Page extract —
═══

Water drinkers are not a special-interest group. Everyone consumes the stuff. So why is it so hard to make it safe to drink? 

The challenge of providing drinkable water is not new. Neither is it one that has been solved in many places across the United States. 

The Flint debacle — where people’s taps spewed undrinkable water — got media attention in 2015. Only later did news organizations like USA TODAY and CNN show that the problem of lead in water was widespread across the United States.

Water from a faucet
The Safe Drinking Water Act, passed in 1974, tries to address the issue of contaminants. Photo: U.S. Environmental Protection Agency

Environmental journalists everywhere work for audiences who care about this — or should. Telling the story requires understanding of a complicated partnership involving federal, state and local governments, as well as water utilities and private citizens.

The U.S. Environmental Protection Agency has played a key role since the 1970s, but your story may depend even more on your local agencies.

It also requires understanding of where water comes from and what treatment can and can’t do. Virtually everyone in the United States gets their drinking water from either a public water system or a private well. But whether the water is pure enough to drink depends on where it comes from.

Source water assessments a starting point for reporters

There are many substances that can contaminate drinking water, and can harm people’s health even in small amounts. The list of regulated microbial, chemical and even radiological contaminants is large, although some say it needs to be larger.

In some cases, the contaminants come from source water, and treatment plants are hard-pressed to remove them. Small amounts of contamination matter, because when people drink the water every day, the health effects can build up over years.

═══

Exercise goal — From the text on safe drinking water, copy everything from "Water drinkers are" down to "and private citizens.". The rows are not needed.

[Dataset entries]
═══

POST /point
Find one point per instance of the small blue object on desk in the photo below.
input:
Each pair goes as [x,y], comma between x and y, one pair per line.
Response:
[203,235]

═══

Written response —
Water drinkers are not a special-interest group. Everyone consumes the stuff. So why is it so hard to make it safe to drink? 

The challenge of providing drinkable water is not new. Neither is it one that has been solved in many places across the United States. 

The Flint debacle — where people’s taps spewed undrinkable water — got media attention in 2015. Only later did news organizations like USA TODAY and CNN show that the problem of lead in water was widespread across the United States.

Water from a faucet
The Safe Drinking Water Act, passed in 1974, tries to address the issue of contaminants. Photo: U.S. Environmental Protection Agency

Environmental journalists everywhere work for audiences who care about this — or should. Telling the story requires understanding of a complicated partnership involving federal, state and local governments, as well as water utilities and private citizens.